Object pointing dataset rows:
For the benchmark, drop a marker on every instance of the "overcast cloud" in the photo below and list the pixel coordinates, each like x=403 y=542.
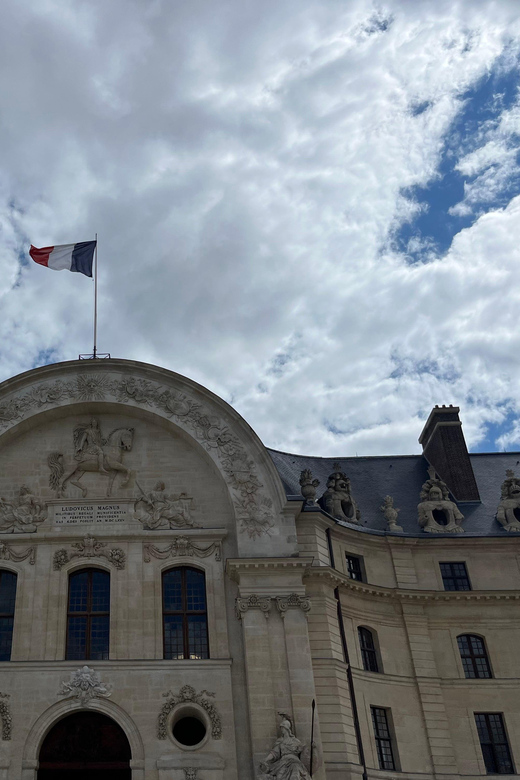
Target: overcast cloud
x=311 y=207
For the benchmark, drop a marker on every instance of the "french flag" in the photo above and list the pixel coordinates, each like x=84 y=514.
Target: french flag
x=69 y=257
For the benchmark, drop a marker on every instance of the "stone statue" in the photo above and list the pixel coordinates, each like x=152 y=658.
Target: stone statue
x=308 y=485
x=390 y=513
x=286 y=759
x=92 y=453
x=508 y=512
x=159 y=509
x=337 y=499
x=436 y=513
x=24 y=516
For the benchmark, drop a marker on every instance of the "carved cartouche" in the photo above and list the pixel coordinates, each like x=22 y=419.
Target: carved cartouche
x=337 y=499
x=509 y=506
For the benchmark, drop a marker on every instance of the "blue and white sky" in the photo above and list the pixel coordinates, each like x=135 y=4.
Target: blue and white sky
x=311 y=207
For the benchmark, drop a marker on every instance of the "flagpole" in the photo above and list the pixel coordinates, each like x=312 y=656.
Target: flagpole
x=95 y=302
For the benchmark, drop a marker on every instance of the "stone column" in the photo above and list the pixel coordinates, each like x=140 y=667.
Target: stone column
x=430 y=691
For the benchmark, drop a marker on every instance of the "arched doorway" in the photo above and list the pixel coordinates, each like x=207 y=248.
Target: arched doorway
x=85 y=746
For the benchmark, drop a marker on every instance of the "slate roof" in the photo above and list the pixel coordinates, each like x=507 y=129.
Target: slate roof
x=401 y=477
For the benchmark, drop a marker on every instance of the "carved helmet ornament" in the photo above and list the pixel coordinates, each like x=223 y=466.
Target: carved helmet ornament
x=436 y=513
x=337 y=499
x=508 y=513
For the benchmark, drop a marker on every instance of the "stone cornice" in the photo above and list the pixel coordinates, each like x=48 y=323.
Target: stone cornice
x=337 y=579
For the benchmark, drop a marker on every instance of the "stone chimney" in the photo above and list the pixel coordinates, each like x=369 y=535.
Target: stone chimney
x=445 y=449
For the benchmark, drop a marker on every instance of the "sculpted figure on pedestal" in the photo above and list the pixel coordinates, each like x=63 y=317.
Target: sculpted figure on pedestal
x=159 y=509
x=92 y=453
x=508 y=512
x=24 y=516
x=289 y=758
x=337 y=499
x=436 y=513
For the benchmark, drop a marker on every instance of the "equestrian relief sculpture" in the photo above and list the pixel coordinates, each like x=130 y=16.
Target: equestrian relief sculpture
x=92 y=453
x=289 y=759
x=436 y=513
x=508 y=512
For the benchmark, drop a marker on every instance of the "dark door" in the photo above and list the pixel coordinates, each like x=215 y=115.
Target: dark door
x=85 y=746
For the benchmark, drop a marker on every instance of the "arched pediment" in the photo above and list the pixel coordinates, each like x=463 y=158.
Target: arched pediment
x=138 y=389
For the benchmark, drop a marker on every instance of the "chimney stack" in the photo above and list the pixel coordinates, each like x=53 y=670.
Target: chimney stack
x=444 y=447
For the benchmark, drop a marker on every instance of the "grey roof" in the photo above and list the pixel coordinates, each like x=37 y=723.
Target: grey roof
x=401 y=477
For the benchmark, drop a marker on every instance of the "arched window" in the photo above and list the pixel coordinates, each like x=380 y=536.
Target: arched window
x=368 y=650
x=7 y=599
x=88 y=615
x=473 y=656
x=185 y=620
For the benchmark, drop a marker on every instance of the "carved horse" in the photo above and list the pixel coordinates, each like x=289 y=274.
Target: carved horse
x=119 y=441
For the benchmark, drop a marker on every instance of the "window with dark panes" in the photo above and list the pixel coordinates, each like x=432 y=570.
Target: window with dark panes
x=7 y=600
x=88 y=616
x=185 y=620
x=354 y=567
x=455 y=576
x=368 y=650
x=385 y=752
x=494 y=744
x=473 y=656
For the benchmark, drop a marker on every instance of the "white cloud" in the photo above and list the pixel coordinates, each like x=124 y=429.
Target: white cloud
x=243 y=166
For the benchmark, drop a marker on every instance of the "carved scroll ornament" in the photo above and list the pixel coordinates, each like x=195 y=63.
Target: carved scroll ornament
x=253 y=508
x=180 y=548
x=90 y=548
x=188 y=694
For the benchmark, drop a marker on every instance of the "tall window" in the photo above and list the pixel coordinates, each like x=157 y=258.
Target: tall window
x=385 y=752
x=455 y=576
x=185 y=620
x=354 y=567
x=474 y=657
x=493 y=741
x=368 y=650
x=7 y=599
x=88 y=615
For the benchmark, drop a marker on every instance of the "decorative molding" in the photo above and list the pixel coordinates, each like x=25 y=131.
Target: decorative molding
x=188 y=694
x=294 y=601
x=8 y=554
x=336 y=578
x=181 y=547
x=22 y=516
x=85 y=684
x=242 y=605
x=253 y=508
x=90 y=548
x=7 y=718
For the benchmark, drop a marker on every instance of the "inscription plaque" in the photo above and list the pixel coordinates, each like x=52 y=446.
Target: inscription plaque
x=91 y=512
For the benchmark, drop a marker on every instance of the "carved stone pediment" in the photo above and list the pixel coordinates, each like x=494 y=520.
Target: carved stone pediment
x=436 y=513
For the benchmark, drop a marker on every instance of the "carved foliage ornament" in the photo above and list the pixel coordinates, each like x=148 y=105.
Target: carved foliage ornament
x=90 y=548
x=23 y=515
x=7 y=553
x=85 y=684
x=181 y=547
x=189 y=694
x=436 y=513
x=254 y=510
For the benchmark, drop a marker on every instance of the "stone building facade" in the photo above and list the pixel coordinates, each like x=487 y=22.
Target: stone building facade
x=174 y=596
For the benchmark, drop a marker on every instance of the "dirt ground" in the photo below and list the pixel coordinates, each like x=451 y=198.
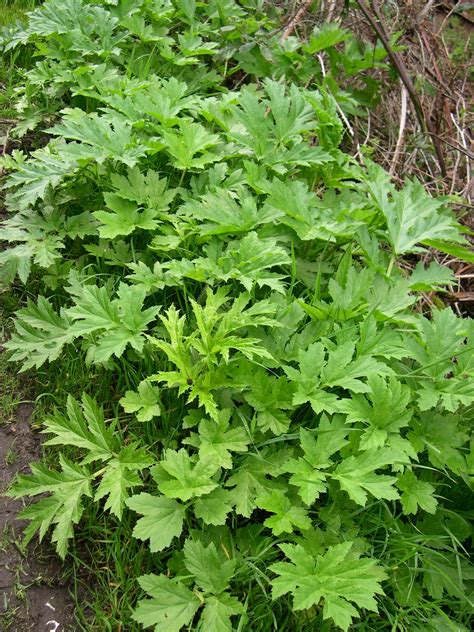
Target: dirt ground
x=33 y=593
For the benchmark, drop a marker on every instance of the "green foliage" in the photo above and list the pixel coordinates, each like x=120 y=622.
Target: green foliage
x=285 y=423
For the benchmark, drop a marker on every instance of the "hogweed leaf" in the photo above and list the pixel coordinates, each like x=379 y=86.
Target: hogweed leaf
x=162 y=519
x=40 y=334
x=63 y=508
x=216 y=440
x=145 y=402
x=338 y=577
x=180 y=476
x=170 y=607
x=416 y=494
x=217 y=613
x=357 y=475
x=211 y=569
x=214 y=508
x=288 y=516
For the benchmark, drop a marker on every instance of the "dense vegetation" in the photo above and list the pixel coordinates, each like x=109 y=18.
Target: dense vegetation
x=274 y=428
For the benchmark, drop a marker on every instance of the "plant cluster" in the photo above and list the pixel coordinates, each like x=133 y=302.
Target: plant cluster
x=288 y=422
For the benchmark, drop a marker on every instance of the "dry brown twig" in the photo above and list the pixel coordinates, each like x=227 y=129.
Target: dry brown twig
x=295 y=20
x=379 y=28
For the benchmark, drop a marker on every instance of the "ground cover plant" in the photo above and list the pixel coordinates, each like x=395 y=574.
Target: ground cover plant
x=274 y=430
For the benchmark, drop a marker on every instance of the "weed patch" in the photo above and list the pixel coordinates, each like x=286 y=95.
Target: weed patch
x=273 y=429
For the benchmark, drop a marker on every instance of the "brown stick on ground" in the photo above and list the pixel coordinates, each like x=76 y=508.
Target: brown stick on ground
x=378 y=26
x=294 y=21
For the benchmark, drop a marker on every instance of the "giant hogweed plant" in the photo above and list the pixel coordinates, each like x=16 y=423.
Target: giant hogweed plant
x=295 y=425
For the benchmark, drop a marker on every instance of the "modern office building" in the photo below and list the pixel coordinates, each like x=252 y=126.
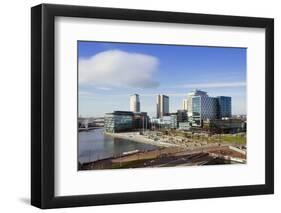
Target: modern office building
x=184 y=104
x=169 y=121
x=135 y=103
x=225 y=125
x=203 y=108
x=118 y=121
x=123 y=121
x=162 y=106
x=224 y=107
x=182 y=116
x=141 y=121
x=189 y=100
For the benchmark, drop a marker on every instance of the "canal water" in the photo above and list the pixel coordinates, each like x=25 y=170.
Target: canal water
x=94 y=145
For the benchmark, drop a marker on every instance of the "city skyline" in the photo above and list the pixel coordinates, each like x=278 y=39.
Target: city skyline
x=109 y=73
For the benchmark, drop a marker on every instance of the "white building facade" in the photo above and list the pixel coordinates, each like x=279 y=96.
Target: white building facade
x=135 y=103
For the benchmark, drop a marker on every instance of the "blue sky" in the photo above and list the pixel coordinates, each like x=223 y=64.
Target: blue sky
x=110 y=72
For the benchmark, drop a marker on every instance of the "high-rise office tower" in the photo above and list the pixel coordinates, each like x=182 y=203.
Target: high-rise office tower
x=224 y=106
x=135 y=103
x=189 y=100
x=184 y=104
x=162 y=106
x=203 y=108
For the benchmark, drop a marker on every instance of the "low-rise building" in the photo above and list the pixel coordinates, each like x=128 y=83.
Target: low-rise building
x=122 y=121
x=225 y=125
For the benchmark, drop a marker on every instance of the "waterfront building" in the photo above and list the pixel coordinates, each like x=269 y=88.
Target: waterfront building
x=182 y=116
x=226 y=125
x=169 y=121
x=141 y=121
x=189 y=100
x=135 y=103
x=162 y=106
x=203 y=108
x=184 y=104
x=223 y=107
x=124 y=121
x=118 y=121
x=184 y=125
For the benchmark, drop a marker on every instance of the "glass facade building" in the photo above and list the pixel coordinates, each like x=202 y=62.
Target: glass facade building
x=162 y=106
x=118 y=121
x=203 y=108
x=224 y=107
x=135 y=103
x=123 y=121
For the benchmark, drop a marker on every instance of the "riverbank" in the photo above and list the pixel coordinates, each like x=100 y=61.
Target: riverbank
x=136 y=137
x=170 y=156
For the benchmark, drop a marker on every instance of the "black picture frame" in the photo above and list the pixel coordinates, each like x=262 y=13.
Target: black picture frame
x=43 y=102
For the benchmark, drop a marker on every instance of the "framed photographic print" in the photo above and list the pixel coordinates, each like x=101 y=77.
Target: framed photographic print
x=139 y=106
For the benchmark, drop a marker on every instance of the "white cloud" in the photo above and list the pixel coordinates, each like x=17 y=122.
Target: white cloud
x=215 y=85
x=116 y=68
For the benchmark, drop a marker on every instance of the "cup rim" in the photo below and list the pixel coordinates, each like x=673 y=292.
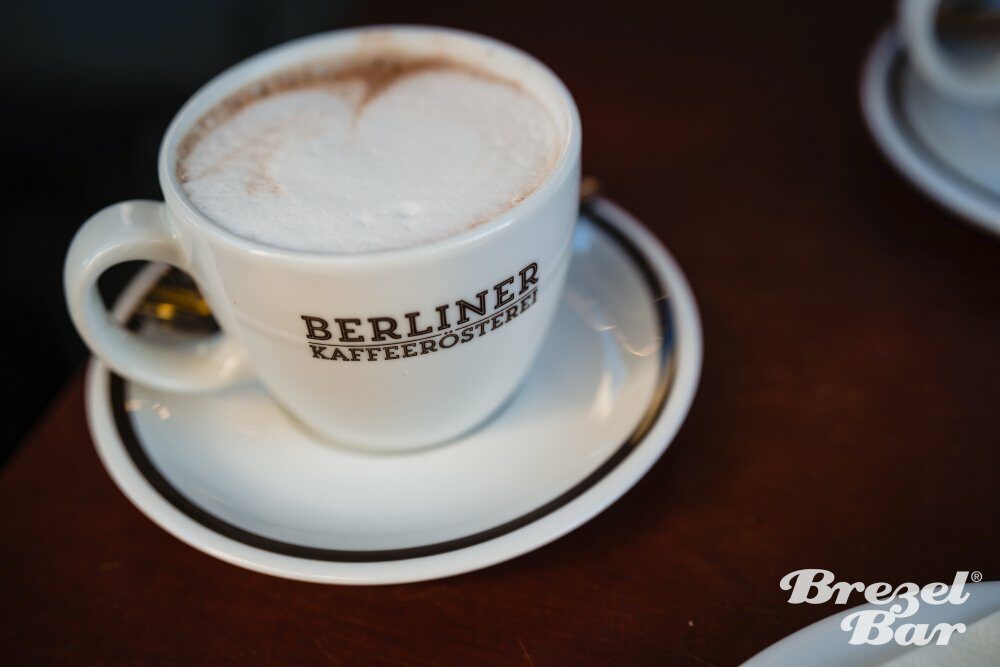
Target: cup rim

» Instruction:
Copy the final portion of the records: every line from the one containing "like x=128 y=83." through the last, word for word, without pictures.

» Task output:
For the benchmark, drop a marker on every instance of the "low-rise building" in the photo above and list the pixel coordinates, each like x=128 y=83.
Target: low-rise building
x=122 y=121
x=225 y=125
For the benchmark, drop a marker on every instance of the "waterfront building" in the photo above and list the pixel coordinates, each like x=269 y=88.
Target: waterfront building
x=182 y=116
x=226 y=125
x=169 y=121
x=141 y=121
x=189 y=100
x=135 y=103
x=162 y=106
x=203 y=108
x=184 y=104
x=223 y=107
x=124 y=121
x=118 y=121
x=184 y=125
For the benchmark, drop a marker on every instance of the "glass facade building" in the photo above and list the pixel coordinates, each like x=202 y=62.
Target: glass facade building
x=162 y=106
x=118 y=121
x=203 y=108
x=224 y=107
x=135 y=103
x=123 y=121
For the benchmark, drop a marker on every instance of the "riverbank" in the photo above and list the pixel coordinates, each like x=100 y=61.
Target: riverbank
x=136 y=137
x=170 y=156
For the benchmark, drop a marker on every instance of the "black picture frame" in the photo above and list the pixel coordinates, each like x=262 y=13.
Target: black picture frame
x=43 y=102
For the benchmark, drop a marker on every instance of the "framed photographic print" in the photo above and list the pixel coordinates, each like x=101 y=77.
Target: framed photographic print
x=139 y=106
For the benchmark, drop a marker on every instance of the "white cloud" in the photo above and list the pixel coordinates, each like x=17 y=122.
Target: white cloud
x=215 y=85
x=116 y=68
For the benchmark, drop a marker on every instance of the "cup rim" in the photo below and list the pixel coordinates, each like x=673 y=292.
Target: cup rim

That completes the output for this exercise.